• [EXERCISE]:
Pick out each line in the entries below that contains the word "wall" and copy those lines.

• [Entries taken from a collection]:
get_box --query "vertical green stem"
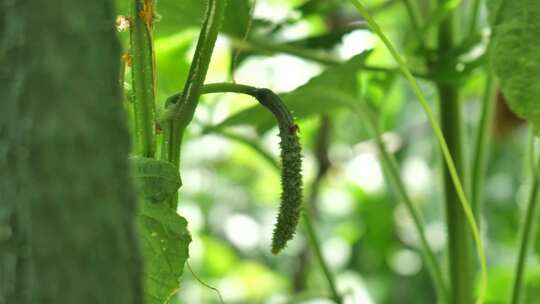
[510,148,540,304]
[161,0,225,209]
[355,104,449,303]
[351,0,488,303]
[130,0,156,157]
[302,210,342,304]
[437,84,474,304]
[471,73,495,220]
[163,0,225,167]
[436,5,474,304]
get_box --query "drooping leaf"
[488,0,540,131]
[131,157,182,204]
[131,157,191,304]
[209,54,367,133]
[138,204,191,304]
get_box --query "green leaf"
[131,157,182,204]
[138,204,191,304]
[131,157,191,304]
[212,54,367,133]
[488,0,540,131]
[156,0,250,37]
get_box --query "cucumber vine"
[202,83,302,254]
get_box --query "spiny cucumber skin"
[272,117,302,254]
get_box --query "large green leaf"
[131,157,182,204]
[131,157,191,304]
[488,0,540,131]
[209,54,367,133]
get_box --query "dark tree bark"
[0,0,142,304]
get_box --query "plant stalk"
[471,73,495,221]
[510,148,540,304]
[351,0,488,304]
[355,104,450,303]
[436,0,475,304]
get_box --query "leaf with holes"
[138,204,191,304]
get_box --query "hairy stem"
[161,0,225,209]
[351,0,487,303]
[510,147,540,304]
[436,0,475,304]
[471,73,495,220]
[163,0,225,166]
[129,0,156,157]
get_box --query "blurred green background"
[117,0,540,304]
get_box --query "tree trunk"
[0,0,142,304]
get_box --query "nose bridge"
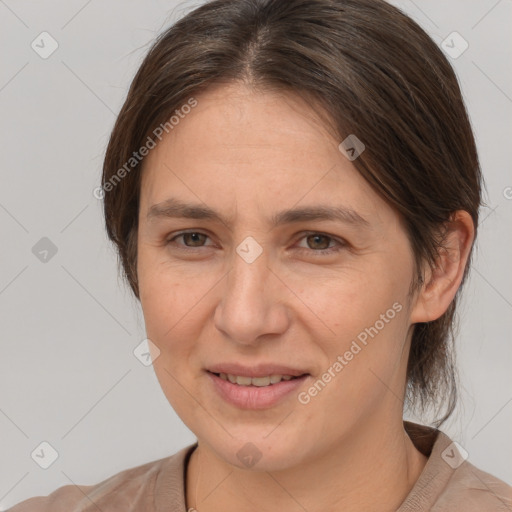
[215,237,285,344]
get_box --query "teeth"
[219,373,294,387]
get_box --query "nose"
[214,239,289,345]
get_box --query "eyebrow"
[146,198,370,227]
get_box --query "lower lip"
[206,372,309,409]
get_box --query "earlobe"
[411,210,475,323]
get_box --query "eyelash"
[167,231,348,256]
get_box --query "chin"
[205,427,307,471]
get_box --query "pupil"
[309,235,329,249]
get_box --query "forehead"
[141,85,390,227]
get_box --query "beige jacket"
[7,422,512,512]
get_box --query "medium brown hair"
[102,0,482,425]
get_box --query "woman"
[12,0,512,512]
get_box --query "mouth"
[206,369,312,410]
[209,372,309,388]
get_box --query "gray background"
[0,0,512,510]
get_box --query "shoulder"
[398,422,512,512]
[432,461,512,512]
[7,445,195,512]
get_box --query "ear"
[411,210,475,323]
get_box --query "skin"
[137,84,474,512]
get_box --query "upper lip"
[207,363,308,377]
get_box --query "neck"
[186,419,427,512]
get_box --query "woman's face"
[137,85,420,470]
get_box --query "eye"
[167,231,209,249]
[167,231,347,256]
[299,232,347,256]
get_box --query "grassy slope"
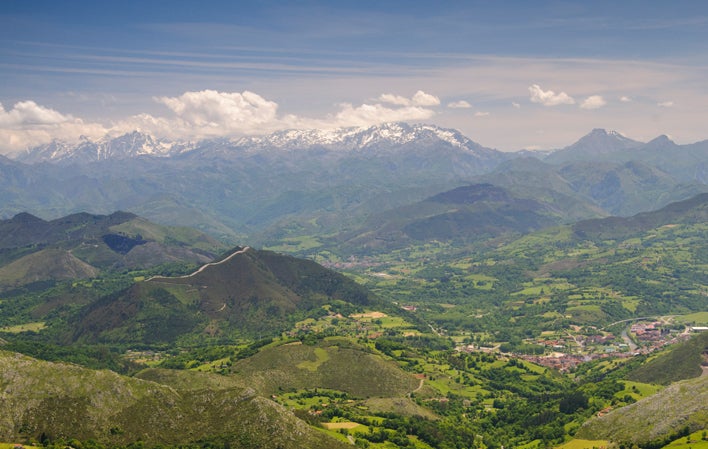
[0,352,343,448]
[233,338,419,398]
[576,376,708,444]
[627,332,708,385]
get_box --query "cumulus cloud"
[580,95,607,109]
[332,103,435,127]
[377,90,440,106]
[156,90,278,132]
[0,101,106,153]
[529,84,575,106]
[0,101,72,127]
[447,100,472,109]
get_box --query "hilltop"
[0,212,224,289]
[71,248,376,344]
[0,351,345,449]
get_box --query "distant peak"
[12,212,44,223]
[649,134,674,145]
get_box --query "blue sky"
[0,0,708,153]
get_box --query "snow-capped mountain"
[546,129,644,163]
[232,123,489,151]
[16,123,501,164]
[16,131,191,164]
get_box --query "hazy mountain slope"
[572,193,708,239]
[0,351,343,449]
[0,123,511,237]
[338,184,559,252]
[544,129,643,164]
[72,248,374,344]
[478,159,708,222]
[544,129,708,184]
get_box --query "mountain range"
[0,123,708,248]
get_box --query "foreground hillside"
[0,351,345,449]
[578,376,708,447]
[0,212,224,289]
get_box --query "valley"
[0,123,708,449]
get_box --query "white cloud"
[447,100,472,109]
[377,94,411,106]
[0,101,73,127]
[377,90,440,106]
[156,90,278,132]
[580,95,607,109]
[0,101,106,153]
[529,84,575,106]
[412,90,440,106]
[330,103,435,127]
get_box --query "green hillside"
[577,376,708,447]
[0,212,225,290]
[232,338,419,398]
[70,248,375,344]
[0,351,344,449]
[627,332,708,385]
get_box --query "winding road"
[145,246,251,282]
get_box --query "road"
[146,246,251,282]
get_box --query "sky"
[0,0,708,154]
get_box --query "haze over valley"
[0,0,708,449]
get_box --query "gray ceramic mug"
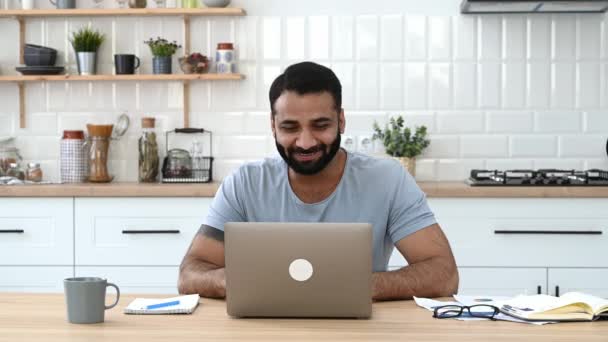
[63,277,120,323]
[49,0,76,9]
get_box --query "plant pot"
[152,56,171,74]
[76,52,97,75]
[393,157,416,178]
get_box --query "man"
[178,62,458,300]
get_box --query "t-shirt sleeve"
[203,170,245,231]
[387,167,437,243]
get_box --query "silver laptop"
[224,222,372,318]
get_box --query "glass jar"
[6,163,25,180]
[25,163,42,182]
[0,147,22,174]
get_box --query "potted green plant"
[70,27,105,75]
[144,37,181,74]
[372,115,430,177]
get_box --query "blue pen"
[146,300,179,310]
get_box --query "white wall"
[0,0,608,181]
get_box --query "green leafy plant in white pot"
[70,27,105,75]
[372,115,431,177]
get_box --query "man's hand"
[372,224,458,300]
[177,225,226,298]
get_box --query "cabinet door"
[76,266,179,295]
[549,268,608,298]
[0,266,74,293]
[75,198,211,266]
[0,198,74,266]
[458,267,547,296]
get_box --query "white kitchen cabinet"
[0,266,74,293]
[75,198,211,266]
[76,266,179,295]
[0,198,74,266]
[548,268,608,298]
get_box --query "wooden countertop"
[0,182,608,198]
[0,293,608,342]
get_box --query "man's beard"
[274,132,340,176]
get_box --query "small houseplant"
[372,115,430,177]
[144,37,181,74]
[70,27,105,75]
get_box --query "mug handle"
[106,283,120,310]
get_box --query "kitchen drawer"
[0,198,74,266]
[76,266,179,296]
[458,267,547,296]
[75,198,211,266]
[431,199,608,267]
[0,266,74,293]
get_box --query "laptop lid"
[224,222,372,318]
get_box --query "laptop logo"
[289,259,313,281]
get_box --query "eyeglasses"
[433,304,500,320]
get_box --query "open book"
[499,292,608,321]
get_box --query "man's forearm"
[372,257,458,300]
[177,259,226,298]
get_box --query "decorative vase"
[152,56,171,74]
[393,157,416,178]
[76,52,97,75]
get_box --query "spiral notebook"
[124,294,199,315]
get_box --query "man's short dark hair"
[268,62,342,115]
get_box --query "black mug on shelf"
[114,54,141,75]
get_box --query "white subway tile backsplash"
[452,15,477,60]
[428,17,452,61]
[502,14,526,59]
[551,14,576,60]
[405,15,427,60]
[437,112,484,133]
[486,111,534,133]
[357,63,380,109]
[285,17,306,60]
[477,62,501,108]
[559,133,608,158]
[460,135,509,158]
[510,135,557,158]
[354,15,378,60]
[380,63,403,109]
[477,15,502,60]
[526,62,551,108]
[452,62,477,109]
[428,63,452,109]
[534,112,582,133]
[261,17,281,60]
[308,16,329,59]
[551,63,576,108]
[502,62,526,108]
[331,16,355,60]
[584,111,608,133]
[526,14,551,60]
[576,13,605,60]
[404,63,428,109]
[576,62,600,108]
[380,15,404,61]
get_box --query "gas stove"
[467,169,608,186]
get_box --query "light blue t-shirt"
[204,152,436,272]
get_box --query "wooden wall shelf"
[0,7,246,128]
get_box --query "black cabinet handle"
[122,229,179,234]
[494,230,603,235]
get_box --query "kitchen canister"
[60,131,89,183]
[215,43,236,74]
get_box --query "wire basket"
[161,128,213,183]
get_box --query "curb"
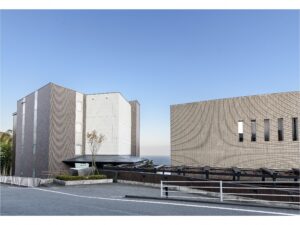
[125,195,300,211]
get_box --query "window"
[278,118,283,141]
[251,120,256,141]
[292,117,298,141]
[75,145,82,155]
[238,121,244,142]
[76,102,82,112]
[75,123,82,133]
[264,119,270,141]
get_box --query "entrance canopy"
[63,155,146,166]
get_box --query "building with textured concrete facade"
[13,83,140,177]
[170,91,300,169]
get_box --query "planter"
[53,179,113,186]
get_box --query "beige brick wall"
[171,92,300,169]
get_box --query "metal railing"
[160,181,300,206]
[0,176,41,187]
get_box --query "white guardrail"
[0,176,41,187]
[160,181,300,206]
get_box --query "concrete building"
[171,91,300,169]
[13,83,140,177]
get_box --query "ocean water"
[141,155,171,166]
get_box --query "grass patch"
[56,174,107,181]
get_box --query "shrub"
[56,174,106,181]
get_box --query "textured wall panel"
[171,92,300,169]
[15,100,23,176]
[35,84,51,177]
[49,84,76,173]
[129,101,140,156]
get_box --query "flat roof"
[170,91,300,107]
[63,155,146,164]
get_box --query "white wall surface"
[85,93,131,155]
[75,92,83,155]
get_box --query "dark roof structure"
[63,155,146,165]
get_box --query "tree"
[87,130,105,174]
[0,130,12,175]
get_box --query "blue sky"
[0,10,300,155]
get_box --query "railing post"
[220,180,223,202]
[160,180,164,198]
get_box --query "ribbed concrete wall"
[171,92,300,169]
[32,84,51,177]
[49,84,76,173]
[129,101,140,156]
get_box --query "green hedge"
[56,175,107,181]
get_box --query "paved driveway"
[0,183,299,216]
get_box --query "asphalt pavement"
[0,183,300,216]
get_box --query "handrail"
[161,180,300,205]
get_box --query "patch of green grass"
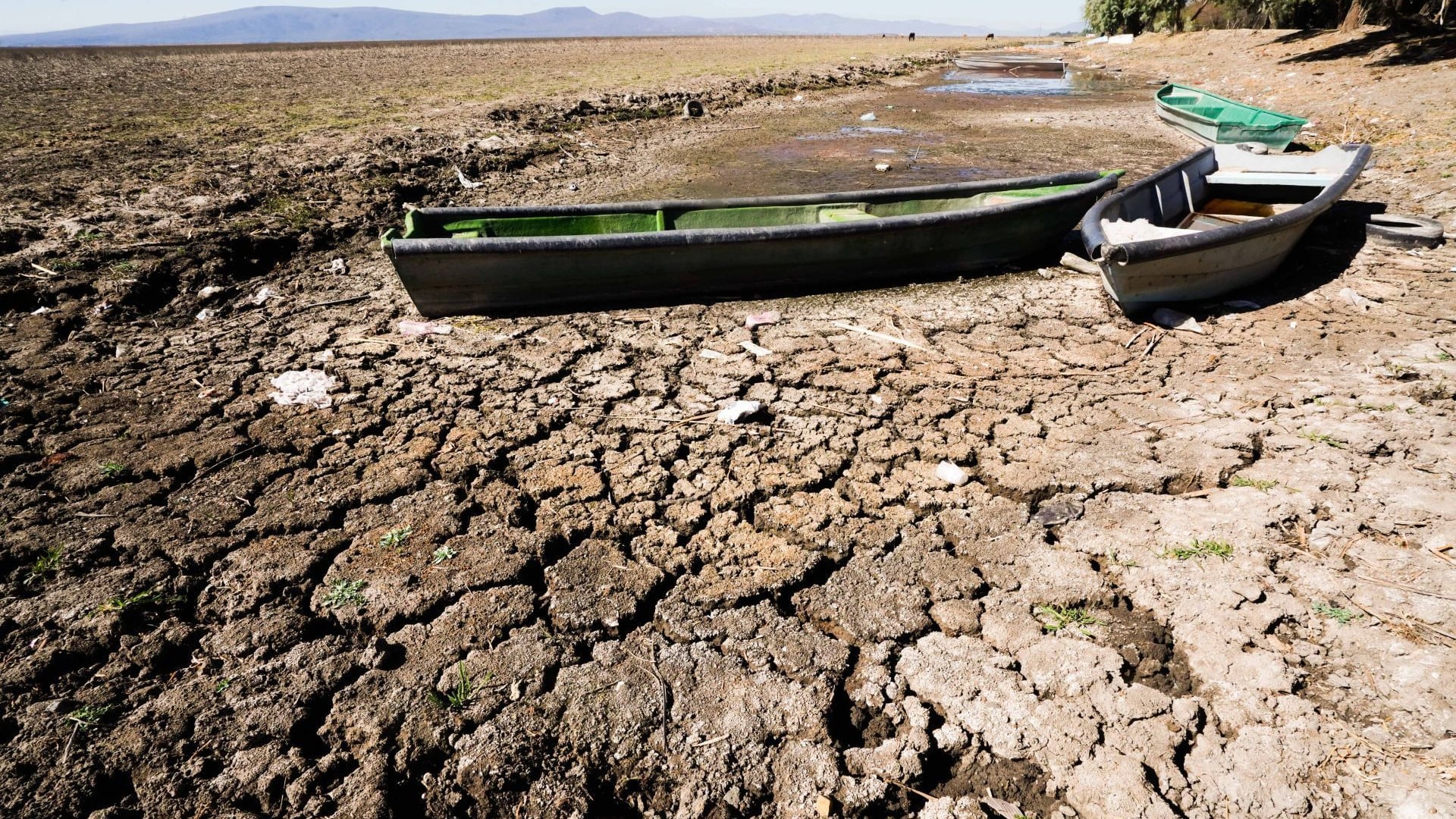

• [RESPONSE]:
get_box --query "white wall"
get_box --query "wooden wall shelf"
get_box --query "beige brick wall"
get_box --query "textured wall panel"
get_box --query "white wall surface"
get_box --query "ribbed concrete wall"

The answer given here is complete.